### Question courte
D'après le texte sur les Jeux de Berlin de 1936, à qui ces Jeux avaient-ils été attribués en 1931 ?

### Texte cité
______________________________

Le monde des années 2020 n’est pas celui des années 1930. La Chine de Xi Jinping n’est pas l’Allemagne de Hitler. Mais il existe des points communs.
Du 1er au 16 août 1936, les Jeux olympiques d’été de Berlin furent mis au service de la propagande nazie, magnifiant la puissance de l’État totalitaire et l’idéologie revendiquant la supériorité de la race aryenne. Attribués à la République de Weimar en 1931 pour marquer la réintégration de l’Allemagne dans la communauté des nations, les Jeux de Berlin permirent ainsi à Hitler de conforter sa légitimité auprès des Allemands et dans le monde. Ils donnèrent du IIIe Reich l’image parfaitement trompeuse d’une nation pacifique, tolérante et moderne, masquant le racisme d’État comme le réarmement à marche forcée. Dès le lendemain de la cérémonie de clôture, les persécutions contre les Juifs, suspendues durant les épreuves, s’intensifièrent pour déboucher sur la Kristallnacht du 9 au 10 novembre 1938. La course à la guerre, engagée avec la remilitarisation de la Rhénanie en mars 1936, s’accéléra, ponctuée par l’Anschluss avec l’Autriche, le démantèlement de la Tchécoslovaquie puis l’invasion de la Pologne.

______________________________

Étiquettes de points d'objets:
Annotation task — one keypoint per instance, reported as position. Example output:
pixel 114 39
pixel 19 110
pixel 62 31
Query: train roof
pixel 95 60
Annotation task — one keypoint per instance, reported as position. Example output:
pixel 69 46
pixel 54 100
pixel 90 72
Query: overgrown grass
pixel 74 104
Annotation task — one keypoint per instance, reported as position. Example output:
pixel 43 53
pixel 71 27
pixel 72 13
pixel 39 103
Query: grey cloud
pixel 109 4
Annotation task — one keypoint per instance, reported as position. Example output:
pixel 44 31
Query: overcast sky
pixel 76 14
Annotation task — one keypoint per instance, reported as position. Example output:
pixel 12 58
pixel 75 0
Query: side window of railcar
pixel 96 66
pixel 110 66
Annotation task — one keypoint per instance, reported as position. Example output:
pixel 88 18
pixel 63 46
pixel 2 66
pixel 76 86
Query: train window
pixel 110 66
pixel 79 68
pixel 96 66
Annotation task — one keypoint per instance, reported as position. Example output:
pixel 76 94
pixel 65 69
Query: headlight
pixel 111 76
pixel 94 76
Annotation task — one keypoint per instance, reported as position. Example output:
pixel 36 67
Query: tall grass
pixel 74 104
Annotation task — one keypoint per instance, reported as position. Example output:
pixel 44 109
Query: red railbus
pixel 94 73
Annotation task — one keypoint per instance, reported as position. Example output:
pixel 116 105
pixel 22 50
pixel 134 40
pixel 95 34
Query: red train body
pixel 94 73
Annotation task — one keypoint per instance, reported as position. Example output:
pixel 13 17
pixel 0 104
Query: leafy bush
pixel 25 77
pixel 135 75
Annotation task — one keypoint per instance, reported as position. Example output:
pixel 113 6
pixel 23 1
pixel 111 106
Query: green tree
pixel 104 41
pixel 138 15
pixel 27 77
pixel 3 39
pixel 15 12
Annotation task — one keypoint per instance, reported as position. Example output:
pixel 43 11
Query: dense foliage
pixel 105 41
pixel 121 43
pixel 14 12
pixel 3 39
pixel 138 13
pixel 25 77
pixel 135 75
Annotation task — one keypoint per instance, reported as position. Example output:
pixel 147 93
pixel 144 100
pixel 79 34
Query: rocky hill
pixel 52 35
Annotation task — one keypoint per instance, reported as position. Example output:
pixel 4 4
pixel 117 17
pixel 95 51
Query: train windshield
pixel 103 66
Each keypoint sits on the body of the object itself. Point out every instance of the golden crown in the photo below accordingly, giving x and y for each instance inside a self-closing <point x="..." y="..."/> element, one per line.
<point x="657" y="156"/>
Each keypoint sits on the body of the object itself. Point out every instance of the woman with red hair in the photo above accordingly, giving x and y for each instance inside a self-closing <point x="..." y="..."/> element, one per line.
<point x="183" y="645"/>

______________________________

### Réponse attendue
À la République de Weimar.